Posted on 5 November 2015

Giles Hargreave is Chairman of Hargreave Hale Ltd and manages a number of funds under the Marlborough brand which include investments in the AIM market.

Giles Hargreave

Elliot Moss
The delightful and gentle sound of the Blackbyrds with Walking In Rhythm. Good morning this is me, Elliot Moss on Jazz FM with Jazz Shapers, your regular appointment where you get to hear the very best of the people shaping the world of jazz, blues and soul alongside their equivalents in the world of business, a Business Shaper. I am very pleased to say that my Shaper today is none other than Giles Hargreave. He is the founder of Hargreave Investment Management which then merged with the family business called Hargreave Hale & Co and since 2001 and until very recently, he was the CEO of Hargreave Hale – they are the investment and management business and they also do lots of other things as well which you will be hearing about very shortly. In addition to hearing from Giles you will be hearing from our programme partners as usual from Mischon de Reya, some words of advice for your business. And as well as all of that, I promise you some great music and there will be, we are going to be hearing from Ella Fitzgerald, Robert Glasper and this from the late Mark Murphy, it’s Milestones.

The upbeat sound of Milestones from the fantastic Mark Murphy. This is Jazz Shapers as I said and Giles Hargreave is my Business Shaper today; founder of Hargreave Investment Management, merged with the family stockbroking business called Hargreave Hale & Co to create the all new, wonderful back in I suppose it was 2000 or so, Hargreave Hale and now I have here the eponymous hero himself, it’s Giles Hargreave. Thank you so much for joining me.

Giles Hargreave
Pleasure.

Elliott Moss
Tell me a little bit about what you do. Let’s start there. Tell me about what an investment management company does when it’s at home?

Giles Hargreave
We spend most of our time looking at companies, meeting companies and analysing companies and that’s the fun part of the job because you get – particularly in a small captures, which is where we specialise – you get a whole variety of companies coming in to see you and it’s, it’s fun.

Elliot Moss
So you basically decide who are going to be the winners in the world of business and then you suggest to other people that they may want to put their money inside of those companies?

Giles Hargreave
Yes I suppose you could look at it like that.

Elliot Moss
How do you look at it?

Giles Hargreave
Well we are only really interested in our clients and ourselves so that’s what we care about so we chose companies we think are suitable for the funds that we manage which our clients have invested in.

Elliot Moss
And the funds you manage importantly there is a very big name in there and you manage a number of funds for them, it’s the Marlborough fund and there is the Special Situations Funds, UK Microcap, Multicap, Extra Income – I love these names by the way – and I know they mean lots to people in the industry but I imagine some clients come who are relatively naive about what they all might mean but then you explain that to them?

Giles Hargreave
Yeah, I mean we have a joint venture with Marlborough who do all the administration and the marketing which leaves it to us to do the investment management and it works extremely well so we don’t have to spend our time going out selling our funds, we can spent the whole time, as I said before, just looking at companies and analysing them and hopefully choosing the winners.

Data lines
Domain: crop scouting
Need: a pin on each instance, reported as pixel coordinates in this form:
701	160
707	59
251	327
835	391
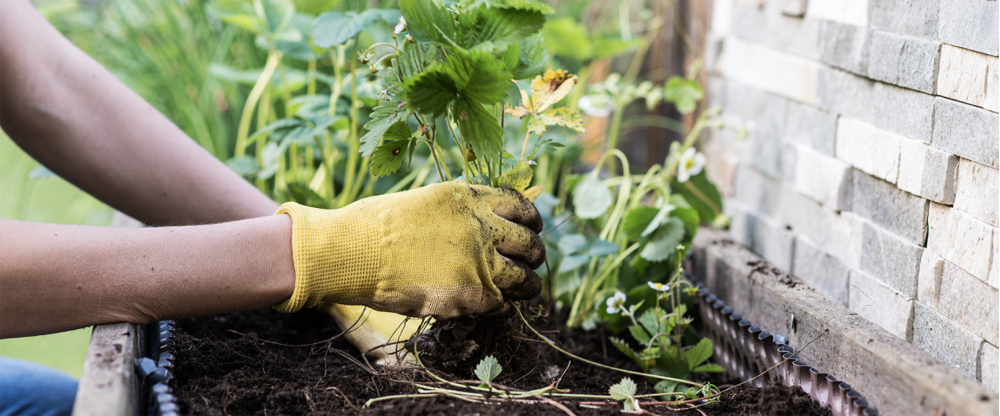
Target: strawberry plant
452	73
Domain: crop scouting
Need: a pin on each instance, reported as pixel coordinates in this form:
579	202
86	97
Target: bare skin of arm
73	116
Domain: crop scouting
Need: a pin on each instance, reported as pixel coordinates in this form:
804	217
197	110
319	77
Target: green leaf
625	390
657	220
476	76
637	220
665	386
480	129
698	353
708	368
517	178
591	198
572	243
650	320
389	156
639	334
566	38
383	116
245	165
684	93
302	194
336	28
610	46
488	369
690	218
500	27
556	117
532	57
706	201
601	248
533	5
664	242
428	21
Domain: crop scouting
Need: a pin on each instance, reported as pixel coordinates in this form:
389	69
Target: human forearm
73	116
59	277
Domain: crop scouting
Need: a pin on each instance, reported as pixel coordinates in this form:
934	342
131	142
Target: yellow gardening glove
379	335
444	250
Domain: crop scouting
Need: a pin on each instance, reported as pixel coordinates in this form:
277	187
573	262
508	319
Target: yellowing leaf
532	192
549	89
562	117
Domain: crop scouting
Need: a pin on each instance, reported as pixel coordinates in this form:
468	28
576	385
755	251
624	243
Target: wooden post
109	385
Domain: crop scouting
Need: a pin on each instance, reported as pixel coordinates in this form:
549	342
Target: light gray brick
765	116
769	69
907	17
820	271
869	148
838	234
890	207
737	213
811	126
978	191
960	239
941	338
844	46
758	192
794	8
823	178
992	101
994	280
970	302
966	131
770	240
875	301
904	61
988	367
789	34
854	12
927	172
891	108
963	75
971	24
929	279
890	258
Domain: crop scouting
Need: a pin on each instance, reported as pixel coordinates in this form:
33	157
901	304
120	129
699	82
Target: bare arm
58	277
74	117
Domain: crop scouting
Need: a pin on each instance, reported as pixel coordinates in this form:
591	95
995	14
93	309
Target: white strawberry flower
616	303
401	26
692	163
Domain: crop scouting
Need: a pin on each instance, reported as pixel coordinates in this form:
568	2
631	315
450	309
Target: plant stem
352	157
607	367
616	121
525	146
258	88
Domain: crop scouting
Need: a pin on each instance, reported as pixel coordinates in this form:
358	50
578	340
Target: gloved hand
444	250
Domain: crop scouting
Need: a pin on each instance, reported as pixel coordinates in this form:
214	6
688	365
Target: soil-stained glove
445	250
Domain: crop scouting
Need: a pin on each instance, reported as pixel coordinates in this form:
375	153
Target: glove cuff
336	255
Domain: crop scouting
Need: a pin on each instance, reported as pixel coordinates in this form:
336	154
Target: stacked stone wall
870	171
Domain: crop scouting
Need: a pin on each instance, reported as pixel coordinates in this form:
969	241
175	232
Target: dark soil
234	364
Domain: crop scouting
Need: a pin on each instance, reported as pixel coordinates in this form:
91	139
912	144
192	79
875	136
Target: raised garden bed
234	364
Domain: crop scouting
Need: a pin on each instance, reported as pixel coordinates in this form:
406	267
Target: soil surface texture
254	363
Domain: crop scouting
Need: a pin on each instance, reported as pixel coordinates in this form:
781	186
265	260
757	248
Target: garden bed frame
895	375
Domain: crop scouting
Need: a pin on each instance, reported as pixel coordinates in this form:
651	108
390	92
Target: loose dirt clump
262	362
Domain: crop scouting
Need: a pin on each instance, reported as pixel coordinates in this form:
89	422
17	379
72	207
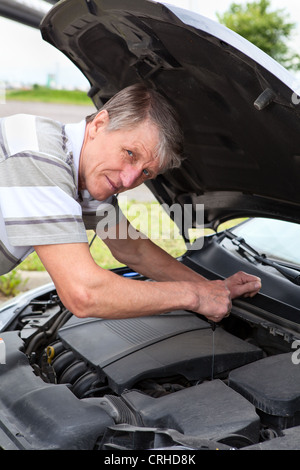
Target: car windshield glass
277	239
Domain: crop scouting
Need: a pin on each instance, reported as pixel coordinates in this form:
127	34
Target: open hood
240	117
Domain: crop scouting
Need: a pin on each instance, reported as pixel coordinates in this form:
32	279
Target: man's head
137	103
132	138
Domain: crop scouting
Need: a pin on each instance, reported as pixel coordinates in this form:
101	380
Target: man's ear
99	122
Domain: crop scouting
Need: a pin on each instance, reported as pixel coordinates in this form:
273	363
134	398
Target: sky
27	59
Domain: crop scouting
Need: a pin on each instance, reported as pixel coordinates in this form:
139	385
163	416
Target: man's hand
243	285
214	301
215	297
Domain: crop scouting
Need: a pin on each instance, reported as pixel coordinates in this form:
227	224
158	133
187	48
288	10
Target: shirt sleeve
38	201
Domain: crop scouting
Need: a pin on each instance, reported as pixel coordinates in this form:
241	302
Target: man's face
115	161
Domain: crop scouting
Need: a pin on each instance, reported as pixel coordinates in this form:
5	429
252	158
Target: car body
172	381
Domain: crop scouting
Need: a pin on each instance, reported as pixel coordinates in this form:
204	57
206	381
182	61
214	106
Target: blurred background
36	78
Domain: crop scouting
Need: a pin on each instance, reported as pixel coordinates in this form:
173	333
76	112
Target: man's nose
130	175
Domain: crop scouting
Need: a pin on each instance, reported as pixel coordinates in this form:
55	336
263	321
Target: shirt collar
75	136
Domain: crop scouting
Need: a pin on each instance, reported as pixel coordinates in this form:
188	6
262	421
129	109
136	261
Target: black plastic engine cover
42	416
207	411
271	384
127	351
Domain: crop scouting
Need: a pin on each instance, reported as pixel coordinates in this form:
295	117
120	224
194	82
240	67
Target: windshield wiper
251	254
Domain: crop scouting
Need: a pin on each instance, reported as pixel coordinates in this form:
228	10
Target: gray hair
136	103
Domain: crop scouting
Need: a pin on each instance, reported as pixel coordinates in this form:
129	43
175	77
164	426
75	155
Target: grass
149	216
140	217
47	95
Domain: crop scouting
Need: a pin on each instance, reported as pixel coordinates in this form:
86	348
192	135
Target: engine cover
127	351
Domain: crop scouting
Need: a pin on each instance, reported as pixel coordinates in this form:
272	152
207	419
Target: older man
51	177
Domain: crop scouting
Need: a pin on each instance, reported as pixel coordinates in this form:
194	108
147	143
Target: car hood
238	107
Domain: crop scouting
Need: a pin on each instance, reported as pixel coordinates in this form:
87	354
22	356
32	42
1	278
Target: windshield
275	238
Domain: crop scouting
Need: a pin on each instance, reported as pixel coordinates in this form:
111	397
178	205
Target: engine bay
147	382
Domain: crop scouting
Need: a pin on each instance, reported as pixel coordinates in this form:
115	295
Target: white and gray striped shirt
39	200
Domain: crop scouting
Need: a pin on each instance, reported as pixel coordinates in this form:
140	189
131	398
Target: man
51	175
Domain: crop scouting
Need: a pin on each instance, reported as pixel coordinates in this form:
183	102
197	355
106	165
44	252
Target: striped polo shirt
39	200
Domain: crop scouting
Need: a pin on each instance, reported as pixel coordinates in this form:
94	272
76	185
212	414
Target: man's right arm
88	290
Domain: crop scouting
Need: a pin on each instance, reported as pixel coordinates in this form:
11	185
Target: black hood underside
237	108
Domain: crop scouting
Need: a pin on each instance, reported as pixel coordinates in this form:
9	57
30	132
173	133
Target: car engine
144	383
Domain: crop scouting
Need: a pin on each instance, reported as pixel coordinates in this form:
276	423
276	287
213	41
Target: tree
269	30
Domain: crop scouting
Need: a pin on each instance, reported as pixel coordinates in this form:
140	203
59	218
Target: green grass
140	219
47	95
142	216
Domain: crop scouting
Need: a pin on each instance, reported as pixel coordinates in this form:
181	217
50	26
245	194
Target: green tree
269	30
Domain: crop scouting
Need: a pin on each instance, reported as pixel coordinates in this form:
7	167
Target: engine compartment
143	383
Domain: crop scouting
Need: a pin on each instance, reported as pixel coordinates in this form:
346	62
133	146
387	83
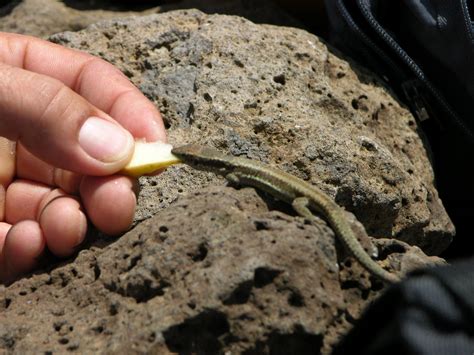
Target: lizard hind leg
300	205
233	179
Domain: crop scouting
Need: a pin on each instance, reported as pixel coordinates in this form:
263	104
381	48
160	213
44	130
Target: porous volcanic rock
278	95
202	279
220	269
42	18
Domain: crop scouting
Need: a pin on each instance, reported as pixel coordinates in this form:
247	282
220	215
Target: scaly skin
303	196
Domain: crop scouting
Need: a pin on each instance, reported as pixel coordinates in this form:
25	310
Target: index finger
99	82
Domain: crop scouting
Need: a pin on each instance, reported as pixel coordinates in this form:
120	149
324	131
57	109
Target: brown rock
196	278
220	269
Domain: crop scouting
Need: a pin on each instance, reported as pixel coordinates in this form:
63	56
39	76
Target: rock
278	95
241	279
42	18
222	270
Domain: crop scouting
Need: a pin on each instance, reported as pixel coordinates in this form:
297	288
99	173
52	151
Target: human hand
59	149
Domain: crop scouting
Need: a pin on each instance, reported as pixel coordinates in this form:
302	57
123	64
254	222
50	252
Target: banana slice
149	157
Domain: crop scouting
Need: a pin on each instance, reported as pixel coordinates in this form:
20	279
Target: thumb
59	126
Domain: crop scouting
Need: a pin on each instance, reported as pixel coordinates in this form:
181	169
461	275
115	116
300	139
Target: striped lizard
304	197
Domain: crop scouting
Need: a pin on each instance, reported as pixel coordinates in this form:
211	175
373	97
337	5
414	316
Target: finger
59	126
64	225
2	203
30	167
110	202
23	200
4	228
7	161
23	245
96	80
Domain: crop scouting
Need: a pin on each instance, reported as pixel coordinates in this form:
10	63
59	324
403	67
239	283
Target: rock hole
280	79
198	335
238	63
299	342
264	276
96	271
296	299
73	347
98	329
7	303
241	294
200	254
261	225
207	97
113	309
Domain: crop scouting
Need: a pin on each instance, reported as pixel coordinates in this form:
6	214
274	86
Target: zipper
417	71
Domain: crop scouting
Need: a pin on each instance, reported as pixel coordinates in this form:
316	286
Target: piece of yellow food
148	158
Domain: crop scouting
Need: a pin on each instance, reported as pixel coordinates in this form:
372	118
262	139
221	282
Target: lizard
303	197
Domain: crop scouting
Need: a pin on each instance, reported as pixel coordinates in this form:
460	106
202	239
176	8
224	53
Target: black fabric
431	313
423	48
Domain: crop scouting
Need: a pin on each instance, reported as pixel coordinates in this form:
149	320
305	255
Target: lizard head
204	158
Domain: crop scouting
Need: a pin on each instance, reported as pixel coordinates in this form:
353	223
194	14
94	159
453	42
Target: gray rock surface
278	95
239	279
218	269
42	18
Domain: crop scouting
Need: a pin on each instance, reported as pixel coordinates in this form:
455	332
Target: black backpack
424	50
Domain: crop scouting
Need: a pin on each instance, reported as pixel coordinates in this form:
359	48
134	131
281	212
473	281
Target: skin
47	93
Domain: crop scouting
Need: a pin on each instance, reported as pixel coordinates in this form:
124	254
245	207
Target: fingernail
104	140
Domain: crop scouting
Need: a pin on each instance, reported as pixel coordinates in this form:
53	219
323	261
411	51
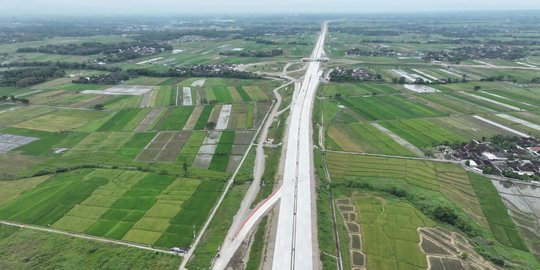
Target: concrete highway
296	247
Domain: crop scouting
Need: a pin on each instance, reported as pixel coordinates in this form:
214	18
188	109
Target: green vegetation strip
496	213
423	133
203	118
175	118
387	107
220	160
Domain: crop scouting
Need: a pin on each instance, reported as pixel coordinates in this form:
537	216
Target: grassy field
429	187
389	230
396	107
174	118
449	180
422	133
128	205
61	120
501	224
125	120
355	89
28	249
359	137
166	96
220	160
203	118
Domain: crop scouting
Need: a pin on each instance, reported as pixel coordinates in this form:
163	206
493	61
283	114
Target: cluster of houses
382	50
520	161
477	52
205	68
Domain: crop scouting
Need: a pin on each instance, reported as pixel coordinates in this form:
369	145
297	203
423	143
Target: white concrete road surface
295	243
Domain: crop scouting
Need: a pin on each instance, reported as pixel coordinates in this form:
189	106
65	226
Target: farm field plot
468	127
174	118
123	102
358	137
387	107
242	139
99	145
479	102
166	96
516	124
12	189
207	149
203	117
526	95
220	160
355	89
129	205
422	133
164	147
61	120
533	117
64	252
448	181
390	236
20	114
506	101
9	142
241	116
452	105
234	90
496	213
191	147
125	120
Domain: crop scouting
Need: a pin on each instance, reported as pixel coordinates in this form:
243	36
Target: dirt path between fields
87	237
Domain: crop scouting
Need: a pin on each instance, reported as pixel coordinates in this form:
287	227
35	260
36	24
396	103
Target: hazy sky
16	7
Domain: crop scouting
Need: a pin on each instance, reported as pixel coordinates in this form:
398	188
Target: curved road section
295	246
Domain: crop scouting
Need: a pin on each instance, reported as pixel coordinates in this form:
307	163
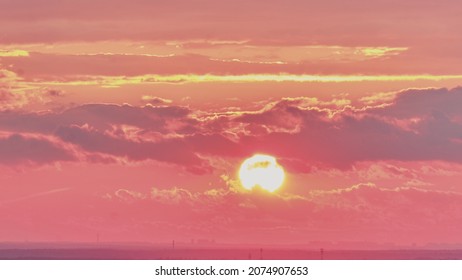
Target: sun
263	171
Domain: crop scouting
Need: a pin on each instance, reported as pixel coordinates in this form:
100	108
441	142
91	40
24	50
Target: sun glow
262	171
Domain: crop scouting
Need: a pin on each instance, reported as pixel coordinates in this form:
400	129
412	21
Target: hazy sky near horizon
131	118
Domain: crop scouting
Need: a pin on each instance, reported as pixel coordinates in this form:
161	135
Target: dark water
223	254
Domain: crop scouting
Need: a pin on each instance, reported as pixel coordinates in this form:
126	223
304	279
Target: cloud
17	148
302	133
343	214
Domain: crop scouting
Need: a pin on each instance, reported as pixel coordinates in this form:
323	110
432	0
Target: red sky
131	118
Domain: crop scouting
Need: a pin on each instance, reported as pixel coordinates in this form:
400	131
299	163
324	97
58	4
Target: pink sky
131	119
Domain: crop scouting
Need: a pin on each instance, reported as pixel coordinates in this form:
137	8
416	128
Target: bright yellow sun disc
263	171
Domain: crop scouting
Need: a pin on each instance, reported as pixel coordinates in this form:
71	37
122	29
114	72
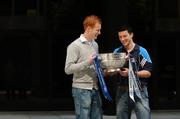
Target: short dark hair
124	28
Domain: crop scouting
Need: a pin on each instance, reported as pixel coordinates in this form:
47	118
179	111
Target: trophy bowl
112	60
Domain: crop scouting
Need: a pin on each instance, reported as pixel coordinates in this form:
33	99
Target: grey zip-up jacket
78	52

Instruction 1
In the Jazz Shapers interview, change the passage from "Elliott Moss" to "it like that." so that "winners" becomes "leaders".
Instruction 2
Carry the Jazz Shapers interview on past its final line.
The data has no connection to the Jazz Shapers interview.

Written reply 1
Elliott Moss
Tell me a little bit about what you do. Let’s start there. Tell me about what an investment management company does when it’s at home?

Giles Hargreave
We spend most of our time looking at companies, meeting companies and analysing companies and that’s the fun part of the job because you get – particularly in a small captures, which is where we specialise – you get a whole variety of companies coming in to see you and it’s, it’s fun.

Elliot Moss
So you basically decide who are going to be the leaders in the world of business and then you suggest to other people that they may want to put their money inside of those companies?

Giles Hargreave
Yes I suppose you could look at it like that.

Written reply 2
Elliot Moss
When you started doing this and let’s go back to around 1998 and talk about the value of some of the funds you set up then. Just give me a flavour of how well you have done for your clients?

Giles Hargreave
Well if you go back, we started managing what is now called the More Than Special Situations Fund in I think it was something like July 1998 and I think the price then was something in the region of £0.56 per unit and today it is about £12.00.

Elliot Moss
So if I had invested a tenner in 1998 Giles, well I would be a very happy man.

Giles Hargreave
Yeah you would, you would have been.

Elliot Moss
And that is obviously, and not working in inflation but if inflation is even included that is still a significant gain isn’t it?

Giles Hargreave
Yeah it’s about, I think it’s around about nineteen percent compound annual growth rate over the last seventeen years.

Elliot Moss
Just as an aside, one of the investments you’ve made was in Fever Tree which for those of you that remember, that were listening way back with Tim Warrillow who was one of the founders of Fever Tree was a Jazz Shaper many, many years ago, about 2012. They floated at about £1.50 – is that right?

Giles Hargreave
£1.34.

Elliot Moss
£1.34.

Giles Hargreave
About a year ago.

Elliot Moss
And now they are at?

Giles Hargreave
About £4.64.

Elliot Moss
So another good investment. I mean obviously you make more good investments than you do bad ones?

Giles Hargreave
Yeah I think one of the keys to investment is to maximise your winners and minimise your losers. It sounds very simplistic but when something goes wrong with a company it is almost invariably right to sell and get out and not to average down i.e. buy more at a lower price. But with the good ones, you want to average up so you make the maximum amount you can from them and Fever Tree is a perfect example. They came at £1.34, we got a reasonable allocation because we are quite big in the small cap world so we get good allocations for new issues and the stock came at £1.34, went up, first days dealings was about £1.75 something like that and it’s gone onwards and upwards ever since to £4.64 which is where we are today; which is a remarkable rise actually.

Elliot Moss
Remarkable.

Giles Hargreave
I mean, I stress not many shares behave like that. That’s absolutely exceptional because they appear to have a product which is not just a UK seller but is a worldwide hit you might say in your business.

Elliot Moss
Find out just what makes Giles Hargreave such a shrewd investor for his clients and of course indeed his own company which we are going to talk about in more detail in a moment. Time for some music though, this is the iconic Ella Fitzgerald with Manhattan.

Ella Fitzgerald with the fantastic Manhattan. Giles Hargreave is my Business Shaper today and we have been talking about shrewd investments. Giles you have been doing this for a long time and anyone listening will go well that sounds all very well for him and lucky him, they will be asking because I am asking it I believe – what enables you to make the right decisions. I know you have been doing it for and it has been your career, your work and therefore obviously there is a lot of practice in there but what enables you to make the right calls in your team?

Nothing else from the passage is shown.